* **GOAL OF THE EXERCISE**
When the string "ground" appears in a line of the records, show the whole line.

=== EXTRACTED INFORMATION ===

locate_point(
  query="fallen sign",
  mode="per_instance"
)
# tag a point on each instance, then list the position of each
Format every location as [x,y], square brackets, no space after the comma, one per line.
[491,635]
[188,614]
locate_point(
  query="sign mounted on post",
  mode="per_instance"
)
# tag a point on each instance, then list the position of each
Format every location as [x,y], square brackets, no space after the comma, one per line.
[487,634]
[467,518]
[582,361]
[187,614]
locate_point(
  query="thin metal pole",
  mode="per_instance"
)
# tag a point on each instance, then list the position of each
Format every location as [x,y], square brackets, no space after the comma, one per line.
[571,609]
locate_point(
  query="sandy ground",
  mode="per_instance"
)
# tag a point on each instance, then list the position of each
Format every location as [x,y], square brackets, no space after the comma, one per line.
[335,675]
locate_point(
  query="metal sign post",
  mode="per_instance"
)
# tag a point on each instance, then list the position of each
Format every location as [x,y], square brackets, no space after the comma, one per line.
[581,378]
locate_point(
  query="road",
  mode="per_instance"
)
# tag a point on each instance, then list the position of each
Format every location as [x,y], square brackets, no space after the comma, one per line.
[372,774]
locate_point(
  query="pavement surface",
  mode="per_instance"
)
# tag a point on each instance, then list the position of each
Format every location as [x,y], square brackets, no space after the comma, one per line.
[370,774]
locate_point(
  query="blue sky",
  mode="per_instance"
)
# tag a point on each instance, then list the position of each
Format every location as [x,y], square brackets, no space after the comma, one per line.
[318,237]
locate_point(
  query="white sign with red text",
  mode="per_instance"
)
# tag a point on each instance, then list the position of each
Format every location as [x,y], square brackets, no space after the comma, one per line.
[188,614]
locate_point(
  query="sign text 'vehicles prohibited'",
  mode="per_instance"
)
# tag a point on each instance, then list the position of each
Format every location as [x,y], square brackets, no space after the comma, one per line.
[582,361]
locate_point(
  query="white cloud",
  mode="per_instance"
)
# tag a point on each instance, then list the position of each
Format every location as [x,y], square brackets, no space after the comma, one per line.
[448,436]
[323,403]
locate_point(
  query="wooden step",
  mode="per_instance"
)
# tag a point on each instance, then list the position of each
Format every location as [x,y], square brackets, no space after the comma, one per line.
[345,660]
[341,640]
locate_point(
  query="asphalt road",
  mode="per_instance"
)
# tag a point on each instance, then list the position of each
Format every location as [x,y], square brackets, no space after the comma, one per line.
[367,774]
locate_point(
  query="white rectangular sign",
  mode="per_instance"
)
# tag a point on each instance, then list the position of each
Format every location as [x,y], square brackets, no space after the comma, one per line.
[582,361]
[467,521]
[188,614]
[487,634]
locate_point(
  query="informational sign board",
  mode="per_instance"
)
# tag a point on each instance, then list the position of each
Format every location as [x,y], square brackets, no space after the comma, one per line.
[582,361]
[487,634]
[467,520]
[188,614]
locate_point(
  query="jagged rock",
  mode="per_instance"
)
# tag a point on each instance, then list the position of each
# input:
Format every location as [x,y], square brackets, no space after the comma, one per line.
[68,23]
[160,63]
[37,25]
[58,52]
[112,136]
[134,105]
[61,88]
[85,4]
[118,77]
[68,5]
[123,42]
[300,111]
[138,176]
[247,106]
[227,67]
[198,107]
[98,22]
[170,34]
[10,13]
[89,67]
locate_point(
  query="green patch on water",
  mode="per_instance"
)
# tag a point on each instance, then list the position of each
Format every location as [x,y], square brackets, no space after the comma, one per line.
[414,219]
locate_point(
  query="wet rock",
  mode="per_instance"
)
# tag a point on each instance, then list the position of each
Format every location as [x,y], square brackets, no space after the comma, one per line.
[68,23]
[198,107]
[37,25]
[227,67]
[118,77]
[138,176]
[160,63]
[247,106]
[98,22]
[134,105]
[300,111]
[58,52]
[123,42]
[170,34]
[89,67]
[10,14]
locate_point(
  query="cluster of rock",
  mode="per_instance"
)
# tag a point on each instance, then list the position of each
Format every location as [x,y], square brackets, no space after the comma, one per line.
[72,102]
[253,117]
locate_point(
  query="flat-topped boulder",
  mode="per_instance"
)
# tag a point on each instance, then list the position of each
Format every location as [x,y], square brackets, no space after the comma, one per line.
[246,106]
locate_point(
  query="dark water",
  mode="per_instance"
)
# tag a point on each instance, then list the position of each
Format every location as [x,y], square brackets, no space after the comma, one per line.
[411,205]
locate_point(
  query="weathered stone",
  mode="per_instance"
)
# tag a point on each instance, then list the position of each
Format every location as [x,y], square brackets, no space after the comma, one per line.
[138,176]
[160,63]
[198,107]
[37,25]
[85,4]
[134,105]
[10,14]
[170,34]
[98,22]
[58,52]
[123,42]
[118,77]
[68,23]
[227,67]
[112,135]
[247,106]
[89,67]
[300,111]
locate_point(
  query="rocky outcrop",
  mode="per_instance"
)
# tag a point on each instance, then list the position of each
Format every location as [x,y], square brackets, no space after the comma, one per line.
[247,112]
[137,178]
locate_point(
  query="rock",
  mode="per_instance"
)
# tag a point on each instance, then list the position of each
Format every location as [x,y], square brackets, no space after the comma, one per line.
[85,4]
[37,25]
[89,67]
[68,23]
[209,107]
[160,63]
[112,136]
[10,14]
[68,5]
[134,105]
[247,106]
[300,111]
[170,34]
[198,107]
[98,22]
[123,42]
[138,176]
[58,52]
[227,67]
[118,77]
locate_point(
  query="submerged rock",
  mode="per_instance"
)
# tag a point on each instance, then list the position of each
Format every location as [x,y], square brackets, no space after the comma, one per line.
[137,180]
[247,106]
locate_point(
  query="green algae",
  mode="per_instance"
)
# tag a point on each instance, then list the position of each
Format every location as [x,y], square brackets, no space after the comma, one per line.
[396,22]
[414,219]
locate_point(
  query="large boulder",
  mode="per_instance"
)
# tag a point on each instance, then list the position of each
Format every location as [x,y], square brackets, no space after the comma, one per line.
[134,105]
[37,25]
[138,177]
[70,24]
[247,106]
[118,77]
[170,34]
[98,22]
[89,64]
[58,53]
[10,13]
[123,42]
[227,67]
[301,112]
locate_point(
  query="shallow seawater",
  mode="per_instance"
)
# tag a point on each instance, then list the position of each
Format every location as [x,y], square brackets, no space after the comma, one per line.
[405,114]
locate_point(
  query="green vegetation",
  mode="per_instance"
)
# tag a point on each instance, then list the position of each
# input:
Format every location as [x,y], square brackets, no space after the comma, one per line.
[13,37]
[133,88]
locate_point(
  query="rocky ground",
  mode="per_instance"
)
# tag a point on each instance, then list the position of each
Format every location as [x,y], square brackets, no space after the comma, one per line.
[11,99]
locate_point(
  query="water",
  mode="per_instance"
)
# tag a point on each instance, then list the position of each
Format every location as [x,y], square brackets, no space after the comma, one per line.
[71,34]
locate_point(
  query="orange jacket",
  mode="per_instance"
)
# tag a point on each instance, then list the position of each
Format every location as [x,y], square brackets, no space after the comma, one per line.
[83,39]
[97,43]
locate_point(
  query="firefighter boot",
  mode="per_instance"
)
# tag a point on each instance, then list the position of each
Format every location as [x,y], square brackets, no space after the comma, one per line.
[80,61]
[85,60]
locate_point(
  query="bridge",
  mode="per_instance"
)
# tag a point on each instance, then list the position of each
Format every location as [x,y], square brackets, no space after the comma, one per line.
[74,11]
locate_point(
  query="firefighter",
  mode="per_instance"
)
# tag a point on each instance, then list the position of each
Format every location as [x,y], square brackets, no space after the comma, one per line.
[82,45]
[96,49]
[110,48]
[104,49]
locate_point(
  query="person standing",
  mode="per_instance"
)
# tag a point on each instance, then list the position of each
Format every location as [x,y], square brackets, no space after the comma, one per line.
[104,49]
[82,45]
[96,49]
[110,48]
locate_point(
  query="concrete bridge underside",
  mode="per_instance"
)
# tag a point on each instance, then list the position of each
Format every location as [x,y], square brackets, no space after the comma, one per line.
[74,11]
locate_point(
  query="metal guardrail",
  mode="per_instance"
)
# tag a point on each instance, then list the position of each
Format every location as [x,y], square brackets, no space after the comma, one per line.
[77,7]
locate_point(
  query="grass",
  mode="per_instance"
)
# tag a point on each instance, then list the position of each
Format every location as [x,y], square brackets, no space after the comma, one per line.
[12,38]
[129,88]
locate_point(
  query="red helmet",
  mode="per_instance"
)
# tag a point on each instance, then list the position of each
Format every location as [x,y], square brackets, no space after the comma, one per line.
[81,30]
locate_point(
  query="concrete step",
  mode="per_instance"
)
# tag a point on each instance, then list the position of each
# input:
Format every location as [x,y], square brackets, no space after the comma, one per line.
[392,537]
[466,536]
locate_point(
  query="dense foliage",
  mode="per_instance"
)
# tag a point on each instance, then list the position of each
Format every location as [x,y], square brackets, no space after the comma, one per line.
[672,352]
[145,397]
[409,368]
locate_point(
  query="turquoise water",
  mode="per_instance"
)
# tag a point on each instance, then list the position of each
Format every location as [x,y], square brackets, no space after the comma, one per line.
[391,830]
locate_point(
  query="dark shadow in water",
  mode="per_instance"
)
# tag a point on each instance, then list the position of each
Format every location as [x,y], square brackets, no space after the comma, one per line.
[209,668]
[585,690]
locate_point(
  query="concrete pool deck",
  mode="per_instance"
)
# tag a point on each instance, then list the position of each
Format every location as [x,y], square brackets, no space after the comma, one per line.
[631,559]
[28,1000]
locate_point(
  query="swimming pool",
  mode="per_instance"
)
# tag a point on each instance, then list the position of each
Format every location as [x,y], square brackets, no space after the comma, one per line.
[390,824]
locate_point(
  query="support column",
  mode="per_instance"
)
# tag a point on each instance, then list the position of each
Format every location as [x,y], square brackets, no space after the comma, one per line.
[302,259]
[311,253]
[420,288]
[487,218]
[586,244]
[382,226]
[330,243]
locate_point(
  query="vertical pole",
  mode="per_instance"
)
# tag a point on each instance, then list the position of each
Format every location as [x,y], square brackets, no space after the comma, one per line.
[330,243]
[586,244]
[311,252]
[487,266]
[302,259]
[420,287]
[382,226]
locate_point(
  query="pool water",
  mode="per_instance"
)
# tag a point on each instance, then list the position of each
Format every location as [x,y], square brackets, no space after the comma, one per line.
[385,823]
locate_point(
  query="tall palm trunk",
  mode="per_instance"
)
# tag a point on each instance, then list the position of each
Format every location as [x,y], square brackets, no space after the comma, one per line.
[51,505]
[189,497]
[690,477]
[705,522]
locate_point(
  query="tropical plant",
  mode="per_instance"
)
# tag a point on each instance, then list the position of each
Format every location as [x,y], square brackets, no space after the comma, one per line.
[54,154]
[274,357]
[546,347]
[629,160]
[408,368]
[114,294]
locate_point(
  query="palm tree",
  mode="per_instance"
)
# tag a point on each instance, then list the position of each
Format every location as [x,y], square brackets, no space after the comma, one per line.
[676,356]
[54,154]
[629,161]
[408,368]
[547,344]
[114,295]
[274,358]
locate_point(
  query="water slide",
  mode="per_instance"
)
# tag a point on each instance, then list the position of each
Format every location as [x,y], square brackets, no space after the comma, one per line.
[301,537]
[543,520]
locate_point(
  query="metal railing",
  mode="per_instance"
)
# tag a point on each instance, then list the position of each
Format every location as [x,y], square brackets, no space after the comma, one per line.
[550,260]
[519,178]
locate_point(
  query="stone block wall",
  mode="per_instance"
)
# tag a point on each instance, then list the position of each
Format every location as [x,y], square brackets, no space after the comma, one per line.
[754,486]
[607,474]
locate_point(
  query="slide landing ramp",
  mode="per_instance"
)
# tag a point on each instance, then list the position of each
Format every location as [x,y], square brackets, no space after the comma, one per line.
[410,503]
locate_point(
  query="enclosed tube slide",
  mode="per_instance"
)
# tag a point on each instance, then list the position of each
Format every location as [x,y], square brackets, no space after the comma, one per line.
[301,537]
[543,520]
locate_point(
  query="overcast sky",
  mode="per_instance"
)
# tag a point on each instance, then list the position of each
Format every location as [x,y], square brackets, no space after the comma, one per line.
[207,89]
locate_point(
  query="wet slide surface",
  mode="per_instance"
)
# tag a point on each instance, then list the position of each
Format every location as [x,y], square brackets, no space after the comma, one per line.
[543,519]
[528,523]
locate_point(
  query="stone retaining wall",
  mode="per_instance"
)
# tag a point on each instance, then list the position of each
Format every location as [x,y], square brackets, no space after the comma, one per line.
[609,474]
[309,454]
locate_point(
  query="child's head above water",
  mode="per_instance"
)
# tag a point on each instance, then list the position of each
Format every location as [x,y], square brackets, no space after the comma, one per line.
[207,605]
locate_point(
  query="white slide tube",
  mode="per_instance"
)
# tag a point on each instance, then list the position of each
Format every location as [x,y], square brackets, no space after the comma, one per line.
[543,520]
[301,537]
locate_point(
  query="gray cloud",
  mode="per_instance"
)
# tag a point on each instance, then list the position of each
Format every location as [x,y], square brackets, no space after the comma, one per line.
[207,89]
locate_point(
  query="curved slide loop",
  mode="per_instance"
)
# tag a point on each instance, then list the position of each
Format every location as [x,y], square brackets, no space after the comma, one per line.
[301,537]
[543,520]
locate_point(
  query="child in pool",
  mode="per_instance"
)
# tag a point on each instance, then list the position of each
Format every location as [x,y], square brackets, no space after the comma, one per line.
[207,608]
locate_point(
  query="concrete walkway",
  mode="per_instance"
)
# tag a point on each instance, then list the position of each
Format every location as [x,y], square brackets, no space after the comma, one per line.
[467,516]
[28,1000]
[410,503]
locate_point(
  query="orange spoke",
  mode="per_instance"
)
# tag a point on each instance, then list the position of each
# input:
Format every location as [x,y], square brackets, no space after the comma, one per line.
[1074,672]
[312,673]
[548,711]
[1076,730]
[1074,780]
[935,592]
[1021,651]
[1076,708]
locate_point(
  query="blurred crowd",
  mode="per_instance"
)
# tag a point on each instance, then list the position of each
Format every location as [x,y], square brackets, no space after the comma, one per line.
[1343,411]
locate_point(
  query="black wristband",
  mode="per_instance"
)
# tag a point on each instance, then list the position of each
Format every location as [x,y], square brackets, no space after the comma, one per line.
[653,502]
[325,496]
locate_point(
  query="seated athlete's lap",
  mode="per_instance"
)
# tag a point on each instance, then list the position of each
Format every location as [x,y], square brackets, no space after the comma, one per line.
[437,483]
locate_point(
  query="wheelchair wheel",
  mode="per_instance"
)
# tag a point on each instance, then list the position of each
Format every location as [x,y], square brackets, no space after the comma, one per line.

===

* **OUTPUT FOR THIS TASK**
  query="sandy ground",
  query="rocky ground",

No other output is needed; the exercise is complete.